▶ [Text extract]:
----
N1Ql query performance with IN clause

manish_bansal · December 11, 2019, 12:10pm

We have below N1ql query and corresponding index which is performing as expected.
Query:

select * from bucket WHERE TRUE AND type = ‘ORDER’ AND orderType = “X” AND
orderDetails.code IN [“100”]
ORDER BY type ASC, orderType ASC, orderDetails.code ASC LIMIT 200 OFFSET 0
Index:

CREATE INDEX idx_01ONbucket(type,orderType,(orderDetails.code),(orderDetails.status),prodNum) WHERE (type = "ORDER")

Execution time: 25 ms

Query 2:

select * from bucket WHERE TRUE AND type = ‘ORDER’ AND orderType = “X” AND
orderDetails.code IN [“100”,“200”]
ORDER BY type ASC, orderType ASC, orderDetails.code ASC LIMIT 200 OFFSET 0

Execution time: 10 sec

Total records: 75k

Question: why is it taking almost 1000 times for second query? Is it possible to improve performance?

vsr1 · December 11, 2019, 1:17pm

What version of the couchbase. You should try with latest version. Execute the query in query workbench and post the output from PlanText tab

manish_bansal · December 11, 2019, 2:08pm

This is 5.0.1 Community edition.

Plan for Query 2

{
“plan”: {
“#operator”: “Sequence”,
“~children”: [
{
“#operator”: “Sequence”,
“~children”: [
{
“#operator”: “IndexScan2”,
“index”: “idx_01”,
“index_id”: “2cb329ed9071ba64”,
“index_projection”: {
“primary_key”: true
},
“keyspace”: “bucket”,
“namespace”: “default”,
“spans”: [
{
“exact”: true,
“range”: [
{
“high”: “"ORDER"”,
“inclusion”: 3,
“low”: “"ORDER"”
},
{
“high”: “"X"”,
“inclusion”: 3,
“low”: “"X"”
},
{
“high”: “"100"”,
“inclusion”: 3,
“low”: “"100"”
----
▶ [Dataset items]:
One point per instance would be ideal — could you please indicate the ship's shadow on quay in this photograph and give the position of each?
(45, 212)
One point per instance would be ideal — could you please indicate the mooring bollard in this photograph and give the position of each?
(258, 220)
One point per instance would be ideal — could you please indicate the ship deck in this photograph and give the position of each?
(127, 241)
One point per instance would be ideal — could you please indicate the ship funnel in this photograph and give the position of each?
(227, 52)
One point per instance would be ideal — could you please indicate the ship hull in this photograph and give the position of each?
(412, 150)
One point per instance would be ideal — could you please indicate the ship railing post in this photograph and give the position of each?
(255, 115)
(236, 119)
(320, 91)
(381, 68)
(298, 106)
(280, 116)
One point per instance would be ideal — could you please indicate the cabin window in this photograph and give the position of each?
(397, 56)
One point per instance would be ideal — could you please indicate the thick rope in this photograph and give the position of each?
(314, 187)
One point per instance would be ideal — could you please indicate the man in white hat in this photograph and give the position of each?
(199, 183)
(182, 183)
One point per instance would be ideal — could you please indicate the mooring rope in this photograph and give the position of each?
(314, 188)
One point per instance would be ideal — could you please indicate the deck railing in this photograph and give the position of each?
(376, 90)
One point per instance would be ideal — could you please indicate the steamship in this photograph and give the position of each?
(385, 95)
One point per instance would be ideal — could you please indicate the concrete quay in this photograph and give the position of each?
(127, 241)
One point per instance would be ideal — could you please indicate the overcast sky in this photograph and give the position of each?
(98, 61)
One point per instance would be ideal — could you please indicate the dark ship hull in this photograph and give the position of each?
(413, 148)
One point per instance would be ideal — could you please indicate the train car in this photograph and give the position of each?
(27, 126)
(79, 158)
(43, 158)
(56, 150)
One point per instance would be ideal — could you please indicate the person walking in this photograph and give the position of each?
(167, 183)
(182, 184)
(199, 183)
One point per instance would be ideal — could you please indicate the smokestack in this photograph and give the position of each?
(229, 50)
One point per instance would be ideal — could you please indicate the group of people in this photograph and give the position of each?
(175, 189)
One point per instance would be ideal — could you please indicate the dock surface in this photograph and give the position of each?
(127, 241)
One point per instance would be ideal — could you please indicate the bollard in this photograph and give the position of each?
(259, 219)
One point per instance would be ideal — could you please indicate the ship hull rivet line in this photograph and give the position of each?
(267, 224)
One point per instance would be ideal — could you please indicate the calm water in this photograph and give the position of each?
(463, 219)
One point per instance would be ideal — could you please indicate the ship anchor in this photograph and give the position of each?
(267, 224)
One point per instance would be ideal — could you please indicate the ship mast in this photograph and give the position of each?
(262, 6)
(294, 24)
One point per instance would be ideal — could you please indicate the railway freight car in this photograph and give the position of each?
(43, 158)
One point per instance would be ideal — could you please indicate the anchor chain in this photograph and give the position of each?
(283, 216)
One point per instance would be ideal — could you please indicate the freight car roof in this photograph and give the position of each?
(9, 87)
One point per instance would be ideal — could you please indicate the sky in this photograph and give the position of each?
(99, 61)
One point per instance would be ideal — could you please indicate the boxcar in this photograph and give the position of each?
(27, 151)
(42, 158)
----
▶ [Instruction A]: In the N1QL query thread, what execution time is reported for the first query, whose IN clause lists only "100"?
▶ [Instruction B]: List every key of the index defined by the CREATE INDEX statement in the N1QL query thread.
▶ [Instruction C]: Reproduce the N1QL query thread's text starting with "What version of" and going on through "5.0.1 Community edition.".

▶ [Full solution A]: 25 ms

▶ [Full solution B]: type, orderType, orderDetails.code, orderDetails.status, prodNum

▶ [Full solution C]:
What version of the couchbase. You should try with latest version. Execute the query in query workbench and post the output from PlanText tab

manish_bansal · December 11, 2019, 2:08pm

This is 5.0.1 Community edition.